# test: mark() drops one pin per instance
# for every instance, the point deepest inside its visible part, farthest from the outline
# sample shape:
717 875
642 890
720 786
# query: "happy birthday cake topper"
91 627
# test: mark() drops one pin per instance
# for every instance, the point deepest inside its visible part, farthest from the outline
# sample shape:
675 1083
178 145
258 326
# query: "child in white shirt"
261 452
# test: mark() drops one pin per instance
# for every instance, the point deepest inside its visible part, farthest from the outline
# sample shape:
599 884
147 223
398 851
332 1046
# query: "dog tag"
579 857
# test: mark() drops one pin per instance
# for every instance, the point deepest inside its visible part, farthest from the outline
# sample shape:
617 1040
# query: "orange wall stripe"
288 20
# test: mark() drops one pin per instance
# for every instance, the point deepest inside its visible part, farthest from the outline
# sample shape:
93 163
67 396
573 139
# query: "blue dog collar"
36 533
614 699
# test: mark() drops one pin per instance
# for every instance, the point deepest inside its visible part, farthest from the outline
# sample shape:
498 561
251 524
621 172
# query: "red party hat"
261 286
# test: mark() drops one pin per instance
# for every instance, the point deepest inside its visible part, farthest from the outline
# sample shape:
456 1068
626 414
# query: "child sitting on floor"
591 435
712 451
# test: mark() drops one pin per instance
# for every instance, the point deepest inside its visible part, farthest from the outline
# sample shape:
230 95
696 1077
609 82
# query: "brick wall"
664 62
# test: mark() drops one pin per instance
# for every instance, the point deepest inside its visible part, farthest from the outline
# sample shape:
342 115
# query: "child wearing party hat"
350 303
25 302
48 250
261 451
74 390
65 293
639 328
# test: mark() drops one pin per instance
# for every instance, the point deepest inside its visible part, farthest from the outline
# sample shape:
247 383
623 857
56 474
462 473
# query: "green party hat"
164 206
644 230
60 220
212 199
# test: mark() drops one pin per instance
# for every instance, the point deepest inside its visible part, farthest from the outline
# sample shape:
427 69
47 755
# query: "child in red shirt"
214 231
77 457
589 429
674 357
※
*Given exercise*:
All of the lines above must be returned exactly.

*Exercise solution*:
# test: mark() drops one pin per instance
# for every instance, the point deepest inside its visible part, farthest from the outline
# sample shape:
717 875
642 890
720 786
# query: "happy birthday cake topper"
91 627
# test: mark() drops one pin per instance
# for every instance, the point deepest inside its visible part, farthest from the outline
# sample shape:
675 1083
178 145
258 326
# query: "child in white shirt"
261 452
# test: mark() drops one pin per instance
# for every instance, the point deepest inside its visible part, farthest from the outline
# sample shape:
599 884
147 223
398 851
332 1046
# query: "dog tag"
579 857
# test: mark() drops one pin per instance
# for every instance, the point deepest inside its visible part, farthest from the outline
# sample shape:
617 1040
# query: "orange wall stripe"
288 20
# test: mark() drops one pin per instance
# for every instance, the point deepest inside its visible part, farthest from the outline
# sample shape:
93 163
67 396
573 139
# query: "blue dog collar"
36 533
614 699
# test: mark() drops one pin per instance
# for every instance, the point deepest inside its visible part, farthest from the outline
# sample shape:
498 561
251 524
621 172
# query: "red party hat"
261 286
# test: mark() drops one pin per instance
# for every instance, the point deepest inside its visible part, farthest from the outline
# sample shape:
456 1068
626 414
# query: "child sitting on floor"
591 435
712 451
# test: mark() drops one pin per instance
# for every instance, the point deepest inside its visible part, farthest from the outline
# sample shape:
230 95
696 1077
609 82
# query: "brick wall"
664 62
# test: mark() drops one pin per instance
# for every instance, the point deepest inside its visible part, farthest from the outline
# sample shape:
342 115
# query: "child wearing party hat"
350 303
25 302
48 250
261 451
74 390
65 293
639 328
# test: mark() drops one pin per instance
# for every instance, the point deepest inside its visible part, farthest from the outline
# sample shape:
247 383
623 857
56 474
462 473
# query: "green party hat"
164 206
644 230
60 220
212 199
# test: mark() drops one pin per instance
# for every instance, the point deepest inside its visible part, farthest from the outline
# sample shape:
427 69
47 755
# query: "child in red shirt"
214 231
77 457
589 429
674 357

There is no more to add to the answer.